<<<<

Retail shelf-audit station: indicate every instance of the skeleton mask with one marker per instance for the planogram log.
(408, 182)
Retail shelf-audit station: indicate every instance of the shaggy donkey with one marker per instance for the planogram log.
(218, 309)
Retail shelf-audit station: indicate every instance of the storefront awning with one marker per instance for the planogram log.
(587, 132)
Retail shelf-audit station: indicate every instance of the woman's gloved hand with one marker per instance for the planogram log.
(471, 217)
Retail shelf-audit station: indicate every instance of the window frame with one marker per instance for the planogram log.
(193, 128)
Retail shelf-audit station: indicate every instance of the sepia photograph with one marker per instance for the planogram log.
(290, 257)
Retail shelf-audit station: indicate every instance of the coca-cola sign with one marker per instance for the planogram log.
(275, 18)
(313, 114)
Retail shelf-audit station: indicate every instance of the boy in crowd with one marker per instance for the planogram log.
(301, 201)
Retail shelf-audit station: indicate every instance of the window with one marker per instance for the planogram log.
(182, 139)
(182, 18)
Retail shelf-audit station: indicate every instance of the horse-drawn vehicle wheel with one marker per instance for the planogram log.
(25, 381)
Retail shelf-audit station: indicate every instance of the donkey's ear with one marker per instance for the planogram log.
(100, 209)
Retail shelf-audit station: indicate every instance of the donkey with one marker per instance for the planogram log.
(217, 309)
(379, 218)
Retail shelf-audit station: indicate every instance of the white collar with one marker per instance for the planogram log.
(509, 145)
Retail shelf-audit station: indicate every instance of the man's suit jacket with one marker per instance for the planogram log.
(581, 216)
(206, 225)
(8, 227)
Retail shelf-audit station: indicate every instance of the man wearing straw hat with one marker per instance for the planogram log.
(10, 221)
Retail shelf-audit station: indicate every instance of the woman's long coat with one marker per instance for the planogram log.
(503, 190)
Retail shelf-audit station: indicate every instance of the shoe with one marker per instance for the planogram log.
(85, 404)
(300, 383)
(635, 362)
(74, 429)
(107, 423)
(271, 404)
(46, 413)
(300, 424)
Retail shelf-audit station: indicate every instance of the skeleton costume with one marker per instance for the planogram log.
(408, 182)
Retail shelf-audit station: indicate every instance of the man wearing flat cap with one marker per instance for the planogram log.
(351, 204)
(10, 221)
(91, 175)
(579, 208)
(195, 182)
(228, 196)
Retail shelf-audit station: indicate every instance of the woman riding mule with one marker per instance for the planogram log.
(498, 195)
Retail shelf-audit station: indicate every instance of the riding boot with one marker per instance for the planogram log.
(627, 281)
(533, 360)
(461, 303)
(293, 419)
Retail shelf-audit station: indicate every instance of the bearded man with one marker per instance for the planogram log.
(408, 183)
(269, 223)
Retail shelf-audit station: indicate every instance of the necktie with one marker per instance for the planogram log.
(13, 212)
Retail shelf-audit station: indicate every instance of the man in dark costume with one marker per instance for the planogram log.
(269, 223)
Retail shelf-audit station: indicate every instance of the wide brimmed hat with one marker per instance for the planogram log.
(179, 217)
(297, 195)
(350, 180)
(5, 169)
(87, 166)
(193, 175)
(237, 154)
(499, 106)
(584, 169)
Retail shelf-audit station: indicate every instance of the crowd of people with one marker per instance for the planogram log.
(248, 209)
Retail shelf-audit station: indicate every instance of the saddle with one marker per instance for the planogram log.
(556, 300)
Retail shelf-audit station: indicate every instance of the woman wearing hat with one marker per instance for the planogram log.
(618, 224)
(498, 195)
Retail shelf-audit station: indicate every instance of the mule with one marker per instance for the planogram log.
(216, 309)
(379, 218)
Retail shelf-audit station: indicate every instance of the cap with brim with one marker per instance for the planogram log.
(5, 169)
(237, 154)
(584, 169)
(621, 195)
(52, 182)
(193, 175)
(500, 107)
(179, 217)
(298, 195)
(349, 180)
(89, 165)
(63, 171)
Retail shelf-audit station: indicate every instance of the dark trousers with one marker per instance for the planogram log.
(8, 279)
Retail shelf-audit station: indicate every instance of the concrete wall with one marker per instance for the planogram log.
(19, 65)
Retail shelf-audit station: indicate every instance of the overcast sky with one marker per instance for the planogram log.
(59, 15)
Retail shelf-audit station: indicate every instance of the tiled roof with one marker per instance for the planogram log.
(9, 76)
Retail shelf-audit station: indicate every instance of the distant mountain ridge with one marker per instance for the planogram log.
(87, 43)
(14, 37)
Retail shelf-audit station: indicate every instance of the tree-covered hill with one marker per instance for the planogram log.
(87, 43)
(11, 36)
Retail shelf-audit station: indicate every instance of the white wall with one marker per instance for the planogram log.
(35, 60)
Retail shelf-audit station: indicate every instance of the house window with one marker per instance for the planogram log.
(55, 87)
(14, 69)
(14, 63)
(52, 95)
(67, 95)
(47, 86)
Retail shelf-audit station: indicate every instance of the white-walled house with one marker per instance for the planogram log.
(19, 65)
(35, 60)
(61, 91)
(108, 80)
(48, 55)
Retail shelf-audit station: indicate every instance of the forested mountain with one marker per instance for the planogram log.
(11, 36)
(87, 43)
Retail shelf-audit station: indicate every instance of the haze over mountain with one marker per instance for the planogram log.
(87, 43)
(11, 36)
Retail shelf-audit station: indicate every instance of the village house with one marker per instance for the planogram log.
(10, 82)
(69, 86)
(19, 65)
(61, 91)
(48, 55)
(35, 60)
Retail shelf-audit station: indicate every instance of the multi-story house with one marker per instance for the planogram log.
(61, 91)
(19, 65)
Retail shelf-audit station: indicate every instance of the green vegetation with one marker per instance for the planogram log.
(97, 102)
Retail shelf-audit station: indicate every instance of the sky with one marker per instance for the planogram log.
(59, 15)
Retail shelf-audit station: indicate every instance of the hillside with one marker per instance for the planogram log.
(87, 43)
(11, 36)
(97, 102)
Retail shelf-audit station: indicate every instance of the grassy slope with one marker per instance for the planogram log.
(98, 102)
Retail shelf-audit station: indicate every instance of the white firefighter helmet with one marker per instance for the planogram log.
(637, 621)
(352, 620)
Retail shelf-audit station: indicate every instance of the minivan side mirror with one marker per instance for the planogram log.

>>>>

▶ **Task goal**:
Repeat the listing above exactly. Add nothing.

▶ **Response to the task**:
Retail shelf-audit station: indicate every instance of the skeleton mask with one marker per instance for the planogram log.
(408, 182)
Retail shelf-audit station: indicate every instance of the shaggy donkey with one marker per instance for the planogram log.
(218, 309)
Retail shelf-audit station: indicate every instance of the storefront awning with one marker per instance for the planogram log.
(587, 132)
Retail shelf-audit station: indicate every instance of the woman's gloved hand with one marker per instance for the planogram log.
(471, 217)
Retail shelf-audit station: indicate every instance of the window frame with one marker per instance for the planogram log.
(193, 128)
Retail shelf-audit station: indicate every instance of the sepia photograph with one marker per instance for the planogram log.
(290, 257)
Retail shelf-audit station: indicate every instance of the coca-cola sign with one marker per instance for the planogram log.
(275, 18)
(313, 114)
Retail shelf-audit station: indicate every instance of the boy in crowd with one marker per instance for the planogram log.
(301, 201)
Retail shelf-audit station: indicate every instance of the window with one marker per instance for the planogram log.
(182, 139)
(182, 18)
Retail shelf-audit station: indicate every instance of the horse-drawn vehicle wheel with one marker per instance for the planogram log.
(25, 381)
Retail shelf-audit station: indicate every instance of the donkey's ear with one marker per instance for the planogram log.
(100, 209)
Retail shelf-audit station: indicate every instance of the donkey with one marker per instance for the planogram log.
(217, 309)
(379, 218)
Retail shelf-audit station: indicate every instance of the white collar with one marker per instance for the planogram log.
(509, 145)
Retail shelf-audit station: indicate every instance of the man's suit jacket with one marker per instance for the planogram log.
(581, 216)
(206, 225)
(8, 227)
Retail shelf-audit station: indicate every instance of the man wearing straw hat with one marker per instance for the planogram log.
(10, 221)
Retail shelf-audit station: indicate every instance of the woman's long coat with one marker per instance for the planogram log.
(503, 190)
Retail shelf-audit station: indicate every instance of the shoe with one marker per instance for the planogram log.
(85, 404)
(300, 383)
(635, 362)
(74, 429)
(107, 423)
(271, 404)
(46, 413)
(300, 424)
Retail shelf-audit station: indicate every instance of the skeleton costume with one marker per instance for the planogram log.
(408, 182)
Retail shelf-audit station: indicate every instance of the man wearing flat cap with one marker per instance for the planogram log.
(351, 204)
(10, 221)
(91, 175)
(579, 208)
(195, 182)
(228, 196)
Retail shelf-audit station: indicate every instance of the woman riding mule with one marker per instance for the planogram log.
(498, 195)
Retail shelf-audit station: indicate every instance of the riding boot with one marker per instance for the planogram log.
(627, 281)
(533, 360)
(461, 303)
(293, 419)
Retail shelf-audit station: indicate every instance of the bearded man with one marker per instance for the planogram log.
(408, 183)
(269, 223)
Retail shelf-audit station: indicate every instance of the necktie with one marker per instance for the planogram log.
(13, 212)
Retail shelf-audit station: indicate every instance of the man in dark costume with one marker per instance for the planogram log.
(269, 223)
Retail shelf-audit station: indicate every instance of the wide brimmed hat with one marker per instance for the planogram log.
(179, 217)
(297, 195)
(350, 180)
(5, 169)
(87, 166)
(193, 175)
(237, 154)
(499, 106)
(584, 169)
Retail shelf-audit station: indicate every instance of the crowd of people with one marker per instance for the planogram log.
(248, 209)
Retail shelf-audit station: indicate every instance of the saddle with one marker per instance for the planogram log.
(556, 300)
Retail shelf-audit station: indicate every instance of the woman wearing hat with one marker per instance for the planogram log.
(618, 224)
(498, 195)
Retail shelf-audit station: indicate every instance of the mule with one marker per instance for the planogram log.
(216, 309)
(379, 218)
Retail shelf-audit station: indicate every instance of the cap with brim with one marker per instance for the planogram log.
(5, 169)
(237, 154)
(584, 169)
(621, 195)
(52, 182)
(193, 175)
(500, 107)
(179, 217)
(298, 195)
(349, 180)
(89, 165)
(63, 171)
Retail shelf-audit station: indicate every instance of the dark trousers with one marker per instance for the planogram log.
(8, 279)
Retail shelf-audit station: indicate every instance of the concrete wall with one marker per instance for the planogram log.
(19, 65)
Retail shelf-audit station: indicate every instance of the overcast sky with one marker per instance for the planogram log.
(59, 15)
Retail shelf-audit station: indicate every instance of the tiled roof with one marker per instance for the planogram log.
(9, 76)
Retail shelf-audit station: indicate every instance of the distant mountain ridge with one marker per instance for the planogram log.
(87, 43)
(14, 37)
Retail shelf-audit station: indicate every instance of the tree-covered hill with one marker per instance for the planogram log.
(87, 43)
(11, 36)
Retail shelf-audit station: indicate every instance of the white wall with one marker per instance for the planogram log.
(35, 60)
Retail shelf-audit station: indicate every instance of the house window with one marker per instance for the planogram log.
(55, 87)
(14, 69)
(14, 63)
(52, 95)
(67, 95)
(47, 86)
Retail shelf-audit station: indicate every instance of the white-walled house with one marker per instance for the planogram log.
(19, 65)
(35, 60)
(61, 91)
(108, 80)
(48, 55)
Retail shelf-audit station: indicate every instance of the forested mountain with one marker per instance for the planogram log.
(11, 36)
(87, 43)
Retail shelf-audit station: indicate every instance of the haze over mountain with one marker per instance for the planogram log.
(87, 43)
(11, 36)
Retail shelf-audit station: indicate every instance of the village house with one marker per instance for the planogram log.
(10, 82)
(69, 86)
(19, 65)
(61, 91)
(48, 55)
(35, 60)
Retail shelf-audit station: indicate every instance of the multi-story house with one marker per instance for the planogram log.
(61, 91)
(19, 65)
Retail shelf-audit station: indicate every instance of the green vegetation with one marker per instance for the planogram log.
(97, 102)
Retail shelf-audit station: indicate every instance of the sky with one marker per instance for the planogram log.
(59, 15)
Retail shelf-audit station: indicate every instance of the hillside with one marker per instance for the planogram log.
(87, 43)
(11, 36)
(97, 102)
Retail shelf-audit station: indicate every instance of the grassy slope with one marker per instance for the planogram log.
(98, 102)
Retail shelf-audit station: indicate every instance of the white firefighter helmet with one marker per instance for the planogram log.
(637, 621)
(352, 620)
Retail shelf-audit station: indicate every instance of the minivan side mirror with one marker per instance for the planogram log.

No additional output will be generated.